* [Task requirements]
• A. Copy word for word everything in the passage on anemia in MDS from "This systematic review" down to "status and IPSS.".
• B. Extend the passage on anemia in MDS, starting after its final sentence.

Although the relationship to cardiovascular outcomes was not reported specifically, hemoglobin level was observed as being highly statistically significantly associated with overall survival (P<0.0001). This relationship was particularly pronounced in the lntermediate-1 and Intermediate-2 subgroups of the IPSS (Figure 2) and remained significant after adjustment for gender and IPSS.

Figure 2
Overall survival (OS) of patients with MDS in the Intermediate IPSS categories (Int-1 and Int-2) relative to baseline levels of hemoglobin (Kaplan Meier curves) [13].

The authors suggested that the findings from the analysis not only implied that anemia levels should be used as a prognostic factor in MDS, but that patients with MDS in the intermediate IPSS risk groups who have hemoglobin levels below 10 g/dl should be considered for disease-altering treatment.

Discussion

This systematic review identified a small, but relatively homogenous, body of evidence investigating the role of anemia in affecting cardiovascular outcomes and overall survival in patients with MDS.

The four studies consistently showed a strong relationship between lower hemoglobin levels and worse cardiovascular outcomes, including cardiac remodeling, congestive heart failure, coronary artery disease, myocardial infarction, arrhythmia, heart valve disease, and cardiovascular mortality. Further, anemia has been shown to be an independent predictor of CVD outcomes in patients with MDS, beyond transfusion status and IPSS.

* [Input data]
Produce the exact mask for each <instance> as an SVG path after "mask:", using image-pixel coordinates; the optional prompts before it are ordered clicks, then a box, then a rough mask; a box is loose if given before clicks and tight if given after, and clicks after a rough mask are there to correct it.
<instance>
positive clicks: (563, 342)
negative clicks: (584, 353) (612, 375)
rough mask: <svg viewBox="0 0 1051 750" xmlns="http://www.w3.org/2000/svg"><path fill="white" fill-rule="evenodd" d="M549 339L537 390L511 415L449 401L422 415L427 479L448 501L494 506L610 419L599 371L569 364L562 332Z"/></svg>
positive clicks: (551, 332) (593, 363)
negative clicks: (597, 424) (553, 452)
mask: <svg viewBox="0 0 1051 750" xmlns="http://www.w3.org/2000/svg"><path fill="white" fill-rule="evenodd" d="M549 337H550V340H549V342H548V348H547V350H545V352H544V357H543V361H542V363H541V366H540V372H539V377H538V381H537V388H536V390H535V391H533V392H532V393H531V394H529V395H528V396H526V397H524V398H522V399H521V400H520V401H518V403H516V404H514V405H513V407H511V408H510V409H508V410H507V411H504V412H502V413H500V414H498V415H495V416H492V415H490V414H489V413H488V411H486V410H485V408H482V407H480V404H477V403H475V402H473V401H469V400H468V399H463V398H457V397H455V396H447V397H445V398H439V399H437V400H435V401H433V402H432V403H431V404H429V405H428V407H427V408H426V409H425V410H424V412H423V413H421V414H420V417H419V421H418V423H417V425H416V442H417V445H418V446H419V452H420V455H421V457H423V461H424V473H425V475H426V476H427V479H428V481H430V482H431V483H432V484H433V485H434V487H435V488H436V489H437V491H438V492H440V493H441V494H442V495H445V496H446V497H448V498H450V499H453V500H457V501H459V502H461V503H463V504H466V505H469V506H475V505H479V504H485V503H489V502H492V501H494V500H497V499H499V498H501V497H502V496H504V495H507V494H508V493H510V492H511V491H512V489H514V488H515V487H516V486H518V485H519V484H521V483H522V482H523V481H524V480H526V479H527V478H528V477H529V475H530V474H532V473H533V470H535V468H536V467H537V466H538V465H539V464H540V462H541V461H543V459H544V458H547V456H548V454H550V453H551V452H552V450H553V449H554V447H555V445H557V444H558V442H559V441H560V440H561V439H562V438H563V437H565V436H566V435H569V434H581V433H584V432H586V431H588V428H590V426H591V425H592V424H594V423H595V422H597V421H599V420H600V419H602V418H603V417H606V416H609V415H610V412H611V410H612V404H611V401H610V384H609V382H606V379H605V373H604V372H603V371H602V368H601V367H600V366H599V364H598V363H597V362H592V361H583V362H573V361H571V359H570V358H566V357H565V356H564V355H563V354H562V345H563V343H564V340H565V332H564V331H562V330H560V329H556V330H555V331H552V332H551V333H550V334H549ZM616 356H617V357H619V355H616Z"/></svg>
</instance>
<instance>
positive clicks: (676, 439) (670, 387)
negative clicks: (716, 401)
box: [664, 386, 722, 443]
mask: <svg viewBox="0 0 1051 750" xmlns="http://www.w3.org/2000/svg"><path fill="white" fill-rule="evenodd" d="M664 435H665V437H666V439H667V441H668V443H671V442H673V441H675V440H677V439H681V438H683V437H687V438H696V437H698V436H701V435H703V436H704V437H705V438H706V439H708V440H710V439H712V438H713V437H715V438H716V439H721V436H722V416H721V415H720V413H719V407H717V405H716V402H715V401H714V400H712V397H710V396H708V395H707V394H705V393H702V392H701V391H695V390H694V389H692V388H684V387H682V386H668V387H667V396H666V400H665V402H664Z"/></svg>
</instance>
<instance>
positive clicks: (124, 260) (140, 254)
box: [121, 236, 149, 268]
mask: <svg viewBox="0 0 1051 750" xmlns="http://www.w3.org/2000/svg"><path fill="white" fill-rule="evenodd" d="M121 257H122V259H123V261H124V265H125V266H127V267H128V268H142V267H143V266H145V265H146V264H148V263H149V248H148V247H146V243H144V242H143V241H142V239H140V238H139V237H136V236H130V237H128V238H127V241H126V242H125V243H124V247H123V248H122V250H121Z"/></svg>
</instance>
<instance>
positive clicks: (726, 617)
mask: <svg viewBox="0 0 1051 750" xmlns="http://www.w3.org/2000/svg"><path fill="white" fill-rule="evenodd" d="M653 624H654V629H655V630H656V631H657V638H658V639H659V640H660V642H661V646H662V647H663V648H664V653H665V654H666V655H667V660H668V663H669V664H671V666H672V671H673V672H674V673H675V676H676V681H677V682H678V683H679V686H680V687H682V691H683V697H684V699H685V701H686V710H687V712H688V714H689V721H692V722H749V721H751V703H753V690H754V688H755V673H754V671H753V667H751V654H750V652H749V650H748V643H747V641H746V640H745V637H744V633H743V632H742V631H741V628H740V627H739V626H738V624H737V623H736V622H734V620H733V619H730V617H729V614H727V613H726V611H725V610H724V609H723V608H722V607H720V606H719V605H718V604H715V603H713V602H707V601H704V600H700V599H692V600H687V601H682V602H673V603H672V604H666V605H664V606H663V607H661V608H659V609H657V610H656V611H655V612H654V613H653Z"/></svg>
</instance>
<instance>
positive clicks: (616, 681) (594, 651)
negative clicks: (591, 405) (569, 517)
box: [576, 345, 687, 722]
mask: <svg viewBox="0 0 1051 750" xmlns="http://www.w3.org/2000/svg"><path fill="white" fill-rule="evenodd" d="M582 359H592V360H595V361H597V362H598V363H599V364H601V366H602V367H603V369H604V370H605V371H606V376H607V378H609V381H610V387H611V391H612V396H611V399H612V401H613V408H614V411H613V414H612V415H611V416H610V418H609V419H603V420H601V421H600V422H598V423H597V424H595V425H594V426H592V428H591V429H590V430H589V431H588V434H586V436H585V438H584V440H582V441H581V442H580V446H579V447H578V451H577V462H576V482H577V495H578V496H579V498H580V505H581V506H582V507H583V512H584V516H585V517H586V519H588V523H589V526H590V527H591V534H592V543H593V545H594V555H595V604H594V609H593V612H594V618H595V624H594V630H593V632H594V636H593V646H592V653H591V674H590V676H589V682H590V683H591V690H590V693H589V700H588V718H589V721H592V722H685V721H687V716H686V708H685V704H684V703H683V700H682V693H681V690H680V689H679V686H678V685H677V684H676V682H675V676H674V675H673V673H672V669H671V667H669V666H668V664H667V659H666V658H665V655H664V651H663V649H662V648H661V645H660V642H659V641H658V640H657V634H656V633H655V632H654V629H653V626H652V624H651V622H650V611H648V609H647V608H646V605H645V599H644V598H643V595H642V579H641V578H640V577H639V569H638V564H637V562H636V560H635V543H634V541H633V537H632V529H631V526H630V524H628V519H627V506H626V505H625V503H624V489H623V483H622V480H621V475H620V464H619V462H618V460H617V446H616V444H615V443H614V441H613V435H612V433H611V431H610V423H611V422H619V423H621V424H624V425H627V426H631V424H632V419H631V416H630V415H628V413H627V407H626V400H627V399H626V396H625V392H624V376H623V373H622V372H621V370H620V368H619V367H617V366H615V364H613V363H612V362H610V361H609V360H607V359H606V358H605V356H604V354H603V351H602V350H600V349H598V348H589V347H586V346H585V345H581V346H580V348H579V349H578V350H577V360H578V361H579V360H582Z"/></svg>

* [Expected responses]
• A.
This systematic review identified a small, but relatively homogenous, body of evidence investigating the role of anemia in affecting cardiovascular outcomes and overall survival in patients with MDS.

The four studies consistently showed a strong relationship between lower hemoglobin levels and worse cardiovascular outcomes, including cardiac remodeling, congestive heart failure, coronary artery disease, myocardial infarction, arrhythmia, heart valve disease, and cardiovascular mortality. Further, anemia has been shown to be an independent predictor of CVD outcomes in patients with MDS, beyond transfusion status and IPSS.

• B.
The magnitude of the relationship appears to be clinically significant, as well as statistically so. In the Oliva et al (2005) study [21], a 1 g/dl improvement in hemoglobin was associated with a 49% reduction in risk in cardiac remodeling. And in the largest study conducted to date [25] non-leukemic death was seen to be 4 times higher in patients with Hb levels <9g/dl versus patients with Hb levels>11g/dl. Anemia was also observed to affect patient HRQoL [21].

Not only were results consistent between studies, but also between study designs. Three retrospective regression analyses supported the importance of anemia as a cardiovascular risk-factor, and this was validated by the single prospective, interventional study in which a change in hemoglobin level led to improved cardiac geometry.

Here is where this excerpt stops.